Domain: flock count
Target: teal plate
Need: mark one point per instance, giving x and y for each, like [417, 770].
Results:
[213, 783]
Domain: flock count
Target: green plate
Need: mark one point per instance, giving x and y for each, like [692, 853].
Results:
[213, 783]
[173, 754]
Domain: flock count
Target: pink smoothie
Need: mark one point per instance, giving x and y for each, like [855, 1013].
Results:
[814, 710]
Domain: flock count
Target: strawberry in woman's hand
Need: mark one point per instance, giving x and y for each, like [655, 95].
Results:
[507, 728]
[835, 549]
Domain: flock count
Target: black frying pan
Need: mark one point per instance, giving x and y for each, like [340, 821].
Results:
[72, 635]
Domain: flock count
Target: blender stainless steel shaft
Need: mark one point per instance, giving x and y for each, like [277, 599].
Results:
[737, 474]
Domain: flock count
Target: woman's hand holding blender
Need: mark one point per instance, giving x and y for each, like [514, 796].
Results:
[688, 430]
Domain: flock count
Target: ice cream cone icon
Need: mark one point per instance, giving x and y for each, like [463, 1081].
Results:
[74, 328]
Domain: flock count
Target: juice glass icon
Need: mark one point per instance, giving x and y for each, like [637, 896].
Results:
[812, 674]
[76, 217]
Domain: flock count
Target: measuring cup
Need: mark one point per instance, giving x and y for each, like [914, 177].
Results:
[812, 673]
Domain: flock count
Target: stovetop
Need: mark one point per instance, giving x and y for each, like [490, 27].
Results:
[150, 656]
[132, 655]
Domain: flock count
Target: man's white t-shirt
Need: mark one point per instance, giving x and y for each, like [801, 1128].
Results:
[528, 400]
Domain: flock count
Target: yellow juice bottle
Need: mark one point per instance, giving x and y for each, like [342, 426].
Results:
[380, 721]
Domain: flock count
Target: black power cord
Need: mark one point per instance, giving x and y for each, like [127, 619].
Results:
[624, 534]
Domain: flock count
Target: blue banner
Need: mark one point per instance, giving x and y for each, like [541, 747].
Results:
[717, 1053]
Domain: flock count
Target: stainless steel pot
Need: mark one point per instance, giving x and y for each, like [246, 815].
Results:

·····

| Stated goal |
Repeat the data precisely, line by line.

| Response to this task |
Domain: flock count
Target: teal plate
Need: mark one point per instance, giving x and y for each, like [417, 770].
Results:
[213, 783]
Domain: flock count
Target: green plate
Need: mark one point per instance, giving x and y for each, like [692, 853].
Results:
[213, 783]
[173, 754]
Domain: flock count
Target: pink smoothie
Need: mark one point per instance, giving x and y for each, like [855, 1013].
Results:
[814, 710]
Domain: flock count
Target: strawberry in woman's hand
Need: mark one point per instance, giving x and y for each, like [655, 95].
Results:
[507, 728]
[835, 549]
Domain: flock count
Target: black frying pan
Need: mark one point per instance, giving x and y for each, like [340, 821].
Results:
[72, 635]
Domain: flock count
Target: blender stainless steel shaft
Need: mark one point per instance, giving x and y for each, like [277, 599].
Results:
[737, 474]
Domain: flock count
Target: woman's hand holding blender
Need: mark one point per instance, giving x and y for each, like [514, 796].
Results:
[688, 430]
Domain: flock count
Target: ice cream cone icon
Need: mark one point per instance, giving x and y for each, like [463, 1081].
Results:
[74, 328]
Domain: flock count
Target: juice glass icon
Need: mark one point per instance, giving x and y for each, like [637, 896].
Results:
[812, 674]
[76, 217]
Domain: flock count
Target: measuring cup
Need: mark one point per instance, giving x and y for each, like [914, 177].
Results:
[812, 673]
Domain: flock count
Target: stovetop
Need: mark one point per instance, giving x and y for each, like [490, 27].
Results:
[150, 656]
[132, 655]
Domain: flock count
Target: man's white t-shirt
Need: mark one point per instance, giving x and y for each, like [801, 1128].
Results:
[528, 400]
Domain: flock count
Target: yellow juice bottle
Need: mark one point per instance, giving x and y for each, like [342, 426].
Results:
[380, 721]
Domain: flock count
Target: black power cord
Need: mark one point per instance, giving x and y for each, like [127, 619].
Results:
[624, 534]
Domain: flock count
Target: blue banner
Need: mark one point per instance, giving x and y for each, like [541, 747].
Results:
[717, 1053]
Domain: flock count
Target: stainless steel pot
Need: mark one point per instance, giving x and y for each, like [246, 815].
Results:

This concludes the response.